▶ DOCUMENT EXTRACT
Short-term health plans, which are typically cheaper than regular insurance because they don’t have to meet many requirements of the Affordable Care Act, could last up to three years in Wisconsin instead of 18 months under a bill to be debated Wednesday.
The measure would align the state with federal regulations approved in 2018 by former President Donald Trump’s administration and provide more flexibility to people needing transitional health coverage, said sponsor Sen. Dale Kooyenga, R-Brookfield.
“There are individuals who find themselves between jobs or starting a business,” Kooyenga said. “For many of them, it’s Cadillac insurance versus no insurance. This offers a good compromise between those extremes.”
Critics say short-term plans can leave people unexpectedly facing large medical bills if they don’t realize the plans don’t have to cover “essential benefits” such as maternity care, mental health and prescription drugs. The plans also aren’t required to cover pre-existing conditions.
Short-term health plans can initially last up to a year, compared to three months during former President Barack Obama’s administration. Under the Trump rule, they can be extended for another 24 months, for a total of three years, if the insurer and consumer agree. In Wisconsin, the total period allowed is 18 months.
About a dozen companies sell short-term health plans in the state, said Sarah Smith, a spokesperson for the Office of the Commissioner of Insurance.

▶ REQUIRED ACTION 1
In the article on short-term health plans, who is sponsoring the bill?
▶ REQUIRED ACTION 2
Summarize the article on short-term health plans in two sentences.
▶ REQUIRED ACTION 3
In the article on short-term health plans, rewrite the passage starting at "Short-term health plans can" and ending at "is 18 months.", substituting "policyholder" for "consumer".

▶ COLLECTED DATA

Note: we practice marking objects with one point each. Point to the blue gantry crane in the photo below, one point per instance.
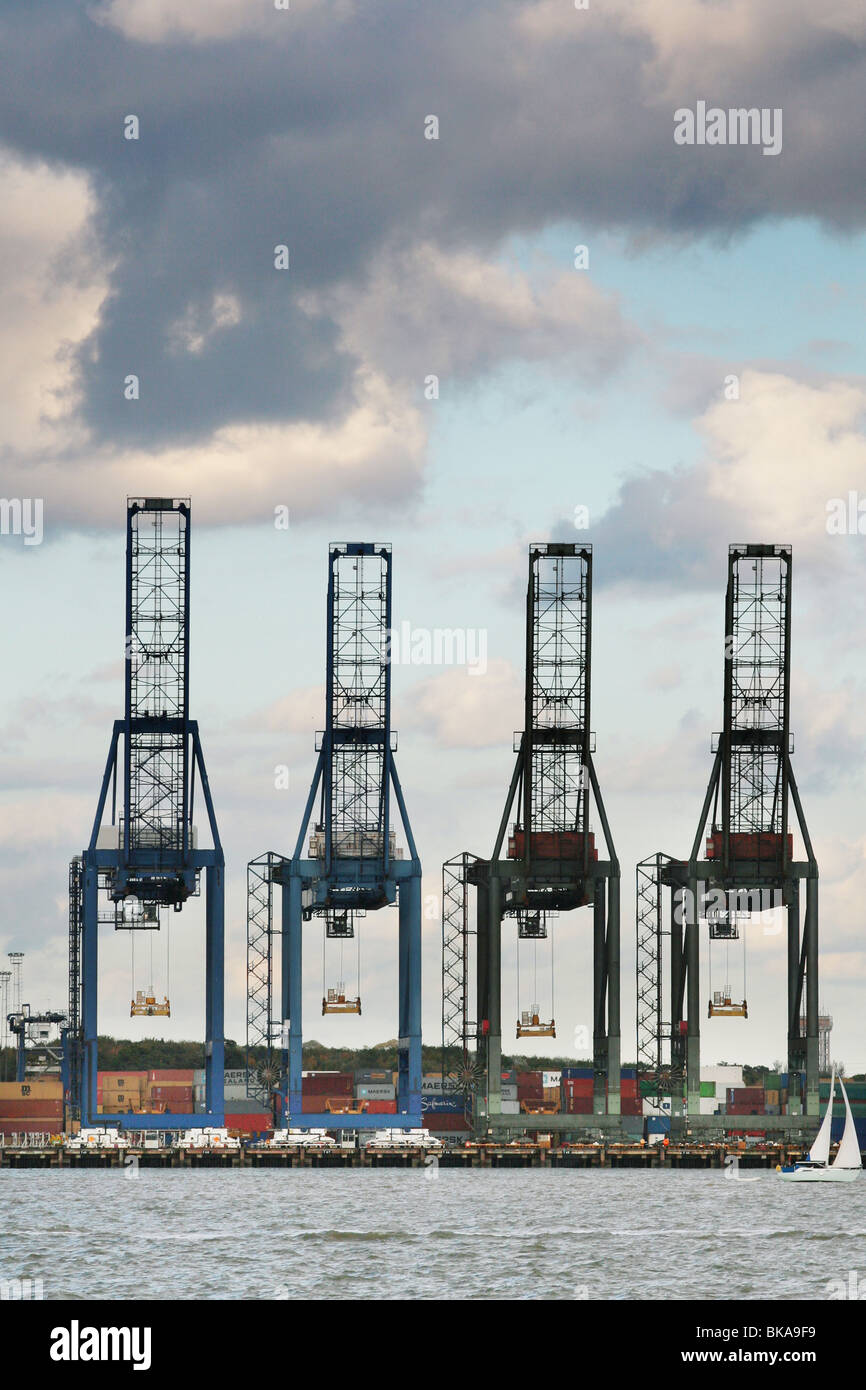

▶ WORKED SOLUTION 1
Sen. Dale Kooyenga, R-Brookfield.

▶ WORKED SOLUTION 2
A Wisconsin bill would let short-term health plans, which are typically cheaper than regular insurance because they don't have to meet many Affordable Care Act requirements, last up to three years instead of 18 months, aligning the state with 2018 federal rules. Its sponsor says the change gives flexibility to people needing transitional coverage, while critics warn that the plans need not cover essential benefits or pre-existing conditions and can leave people facing large medical bills.

▶ WORKED SOLUTION 3
Short-term health plans can initially last up to a year, compared to three months during former President Barack Obama’s administration. Under the Trump rule, they can be extended for another 24 months, for a total of three years, if the insurer and policyholder agree. In Wisconsin, the total period allowed is 18 months.